Shape annotation data:
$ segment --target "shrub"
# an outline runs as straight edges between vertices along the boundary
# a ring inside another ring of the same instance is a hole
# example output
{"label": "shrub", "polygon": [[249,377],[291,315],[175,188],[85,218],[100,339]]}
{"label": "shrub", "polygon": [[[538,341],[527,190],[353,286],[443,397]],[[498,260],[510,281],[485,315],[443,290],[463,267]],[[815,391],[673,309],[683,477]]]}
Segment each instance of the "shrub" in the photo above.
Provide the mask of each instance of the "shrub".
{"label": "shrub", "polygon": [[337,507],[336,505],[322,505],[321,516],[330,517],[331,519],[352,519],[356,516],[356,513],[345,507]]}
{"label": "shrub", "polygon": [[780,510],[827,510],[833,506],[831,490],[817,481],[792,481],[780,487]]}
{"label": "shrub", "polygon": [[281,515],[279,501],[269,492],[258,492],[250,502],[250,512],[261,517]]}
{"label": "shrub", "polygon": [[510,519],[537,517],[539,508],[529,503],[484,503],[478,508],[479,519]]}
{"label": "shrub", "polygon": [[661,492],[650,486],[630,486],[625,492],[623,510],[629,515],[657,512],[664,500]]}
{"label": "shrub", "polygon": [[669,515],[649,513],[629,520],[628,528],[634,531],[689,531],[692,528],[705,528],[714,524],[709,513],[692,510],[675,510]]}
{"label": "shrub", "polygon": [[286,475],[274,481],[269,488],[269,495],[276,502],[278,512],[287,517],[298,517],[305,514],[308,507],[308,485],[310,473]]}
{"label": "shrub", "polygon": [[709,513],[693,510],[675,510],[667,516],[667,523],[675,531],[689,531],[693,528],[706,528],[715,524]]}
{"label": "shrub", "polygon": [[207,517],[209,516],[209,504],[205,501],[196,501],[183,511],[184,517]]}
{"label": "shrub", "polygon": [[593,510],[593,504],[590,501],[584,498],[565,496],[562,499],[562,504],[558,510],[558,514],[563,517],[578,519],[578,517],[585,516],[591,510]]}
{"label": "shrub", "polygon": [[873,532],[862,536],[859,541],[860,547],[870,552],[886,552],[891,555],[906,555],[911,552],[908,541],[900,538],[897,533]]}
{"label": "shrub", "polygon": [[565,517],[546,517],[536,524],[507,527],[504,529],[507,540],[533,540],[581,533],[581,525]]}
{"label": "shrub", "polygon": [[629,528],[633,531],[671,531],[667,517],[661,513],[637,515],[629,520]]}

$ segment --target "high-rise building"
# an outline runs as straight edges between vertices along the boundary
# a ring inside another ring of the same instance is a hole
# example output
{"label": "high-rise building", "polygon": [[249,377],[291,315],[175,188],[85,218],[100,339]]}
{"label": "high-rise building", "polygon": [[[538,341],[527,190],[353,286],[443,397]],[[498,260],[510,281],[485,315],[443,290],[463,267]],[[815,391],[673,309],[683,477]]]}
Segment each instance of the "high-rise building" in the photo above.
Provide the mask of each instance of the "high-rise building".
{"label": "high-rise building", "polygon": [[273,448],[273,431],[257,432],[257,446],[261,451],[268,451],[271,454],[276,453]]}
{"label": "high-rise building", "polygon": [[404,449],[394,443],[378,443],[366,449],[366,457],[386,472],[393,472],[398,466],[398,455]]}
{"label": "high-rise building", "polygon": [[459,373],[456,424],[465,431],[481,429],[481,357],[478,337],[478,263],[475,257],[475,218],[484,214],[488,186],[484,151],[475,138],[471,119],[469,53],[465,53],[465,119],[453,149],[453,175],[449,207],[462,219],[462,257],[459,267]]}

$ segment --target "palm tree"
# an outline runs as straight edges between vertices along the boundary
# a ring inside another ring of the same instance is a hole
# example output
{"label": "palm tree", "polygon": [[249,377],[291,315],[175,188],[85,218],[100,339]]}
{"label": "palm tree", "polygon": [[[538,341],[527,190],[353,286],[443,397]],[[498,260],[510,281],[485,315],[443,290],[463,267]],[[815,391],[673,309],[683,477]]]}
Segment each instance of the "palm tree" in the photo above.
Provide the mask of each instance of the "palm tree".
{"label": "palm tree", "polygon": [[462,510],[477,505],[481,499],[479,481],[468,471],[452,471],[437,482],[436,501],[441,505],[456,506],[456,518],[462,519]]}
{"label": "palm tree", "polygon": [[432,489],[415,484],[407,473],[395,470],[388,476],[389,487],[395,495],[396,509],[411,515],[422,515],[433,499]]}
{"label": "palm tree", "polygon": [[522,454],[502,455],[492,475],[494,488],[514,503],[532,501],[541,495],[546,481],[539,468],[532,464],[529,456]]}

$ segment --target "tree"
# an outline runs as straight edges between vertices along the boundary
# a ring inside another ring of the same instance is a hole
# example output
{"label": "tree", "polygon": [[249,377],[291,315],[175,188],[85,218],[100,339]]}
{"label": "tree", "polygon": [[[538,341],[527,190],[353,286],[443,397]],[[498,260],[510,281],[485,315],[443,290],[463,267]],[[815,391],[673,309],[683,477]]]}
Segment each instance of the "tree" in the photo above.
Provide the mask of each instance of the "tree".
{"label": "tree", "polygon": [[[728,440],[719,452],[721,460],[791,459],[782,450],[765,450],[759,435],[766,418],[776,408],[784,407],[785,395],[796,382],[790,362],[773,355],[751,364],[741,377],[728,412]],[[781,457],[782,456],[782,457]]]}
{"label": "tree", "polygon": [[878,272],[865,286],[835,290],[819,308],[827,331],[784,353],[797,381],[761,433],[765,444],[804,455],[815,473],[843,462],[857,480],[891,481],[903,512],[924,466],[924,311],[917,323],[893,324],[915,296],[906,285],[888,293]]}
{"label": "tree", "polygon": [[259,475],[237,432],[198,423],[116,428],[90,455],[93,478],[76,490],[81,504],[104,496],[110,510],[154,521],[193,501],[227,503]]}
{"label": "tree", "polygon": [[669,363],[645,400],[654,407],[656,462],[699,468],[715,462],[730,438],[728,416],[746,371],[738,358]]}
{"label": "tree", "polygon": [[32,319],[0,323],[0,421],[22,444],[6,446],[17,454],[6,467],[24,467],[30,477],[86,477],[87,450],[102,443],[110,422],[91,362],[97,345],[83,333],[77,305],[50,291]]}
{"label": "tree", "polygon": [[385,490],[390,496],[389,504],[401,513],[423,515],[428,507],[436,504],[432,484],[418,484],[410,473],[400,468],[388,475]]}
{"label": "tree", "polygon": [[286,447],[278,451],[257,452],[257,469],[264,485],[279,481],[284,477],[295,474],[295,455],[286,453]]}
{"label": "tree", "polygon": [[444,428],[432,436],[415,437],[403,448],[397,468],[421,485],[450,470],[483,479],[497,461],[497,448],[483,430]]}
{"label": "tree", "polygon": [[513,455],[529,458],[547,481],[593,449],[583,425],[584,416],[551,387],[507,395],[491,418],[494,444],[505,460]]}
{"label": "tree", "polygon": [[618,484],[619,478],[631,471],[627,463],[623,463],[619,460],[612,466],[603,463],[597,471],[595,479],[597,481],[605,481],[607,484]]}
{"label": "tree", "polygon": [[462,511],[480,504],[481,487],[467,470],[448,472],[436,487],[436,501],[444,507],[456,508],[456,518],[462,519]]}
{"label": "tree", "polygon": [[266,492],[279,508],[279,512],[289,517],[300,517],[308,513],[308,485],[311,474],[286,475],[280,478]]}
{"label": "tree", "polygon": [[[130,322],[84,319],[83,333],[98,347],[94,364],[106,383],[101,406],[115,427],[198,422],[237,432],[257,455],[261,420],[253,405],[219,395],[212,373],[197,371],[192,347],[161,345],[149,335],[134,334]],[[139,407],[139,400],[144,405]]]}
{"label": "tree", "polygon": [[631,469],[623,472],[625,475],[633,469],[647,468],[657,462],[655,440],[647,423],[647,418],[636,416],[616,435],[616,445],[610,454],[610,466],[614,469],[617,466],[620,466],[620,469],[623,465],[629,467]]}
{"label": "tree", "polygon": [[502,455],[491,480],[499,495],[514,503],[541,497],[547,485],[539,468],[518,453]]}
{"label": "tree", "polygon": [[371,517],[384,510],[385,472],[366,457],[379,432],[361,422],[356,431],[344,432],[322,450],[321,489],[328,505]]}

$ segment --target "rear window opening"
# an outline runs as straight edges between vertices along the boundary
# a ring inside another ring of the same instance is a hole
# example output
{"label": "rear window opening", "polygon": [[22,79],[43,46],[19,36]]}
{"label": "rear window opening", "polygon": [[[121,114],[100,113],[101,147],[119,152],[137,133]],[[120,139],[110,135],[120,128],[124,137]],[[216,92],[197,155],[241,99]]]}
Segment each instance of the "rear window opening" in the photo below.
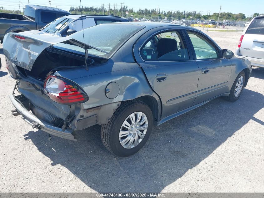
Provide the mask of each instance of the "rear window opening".
{"label": "rear window opening", "polygon": [[[107,60],[100,58],[91,58],[95,61],[93,65],[102,64]],[[40,54],[34,63],[31,71],[17,66],[17,67],[25,77],[30,76],[44,82],[47,74],[54,69],[58,71],[62,68],[85,67],[84,58],[84,55],[69,54],[67,52],[58,50],[52,46],[47,48]]]}
{"label": "rear window opening", "polygon": [[246,33],[264,35],[264,17],[255,18],[250,23]]}

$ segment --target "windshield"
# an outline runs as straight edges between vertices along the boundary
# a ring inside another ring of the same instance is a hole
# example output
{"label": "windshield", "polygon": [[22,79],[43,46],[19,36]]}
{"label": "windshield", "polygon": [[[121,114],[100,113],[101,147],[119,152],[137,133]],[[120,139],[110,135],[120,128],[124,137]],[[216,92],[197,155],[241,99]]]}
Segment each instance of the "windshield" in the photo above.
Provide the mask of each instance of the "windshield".
{"label": "windshield", "polygon": [[[89,49],[88,54],[108,58],[127,39],[144,27],[144,26],[135,24],[113,23],[99,25],[86,29],[83,31],[85,43],[107,53],[104,53],[95,49]],[[82,31],[69,36],[73,40],[83,43]],[[69,45],[67,47],[69,49],[84,52],[83,49],[76,45]]]}
{"label": "windshield", "polygon": [[48,24],[42,31],[46,33],[56,33],[64,28],[69,23],[73,20],[72,19],[66,17],[59,18]]}

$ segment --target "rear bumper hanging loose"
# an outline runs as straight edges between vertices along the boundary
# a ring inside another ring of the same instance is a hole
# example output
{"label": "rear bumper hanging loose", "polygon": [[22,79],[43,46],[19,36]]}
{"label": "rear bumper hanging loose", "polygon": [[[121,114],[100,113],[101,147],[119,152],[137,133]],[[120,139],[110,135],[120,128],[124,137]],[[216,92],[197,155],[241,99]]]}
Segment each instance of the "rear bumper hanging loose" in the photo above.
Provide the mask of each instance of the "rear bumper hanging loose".
{"label": "rear bumper hanging loose", "polygon": [[9,96],[11,101],[17,113],[22,116],[22,119],[34,128],[37,128],[53,135],[74,141],[77,141],[72,134],[73,130],[68,129],[62,129],[51,125],[44,121],[41,121],[31,113],[15,99],[13,94]]}

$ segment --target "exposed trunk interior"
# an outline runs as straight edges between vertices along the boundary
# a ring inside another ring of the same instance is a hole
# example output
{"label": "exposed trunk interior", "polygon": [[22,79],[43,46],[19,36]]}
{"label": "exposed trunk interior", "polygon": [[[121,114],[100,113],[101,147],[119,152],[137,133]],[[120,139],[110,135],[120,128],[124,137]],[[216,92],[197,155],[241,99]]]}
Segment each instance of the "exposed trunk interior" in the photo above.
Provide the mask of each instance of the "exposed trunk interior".
{"label": "exposed trunk interior", "polygon": [[[105,63],[107,59],[90,57],[95,62],[93,65]],[[58,50],[52,47],[47,48],[38,57],[31,71],[17,66],[19,71],[26,77],[30,77],[40,81],[44,81],[47,74],[54,70],[74,67],[84,67],[84,56],[80,54],[69,53]]]}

• Your task
Tally the lines of the data above that contain the string "mask", treating uppercase and lowercase as different. Give only the number.

• Correct output
8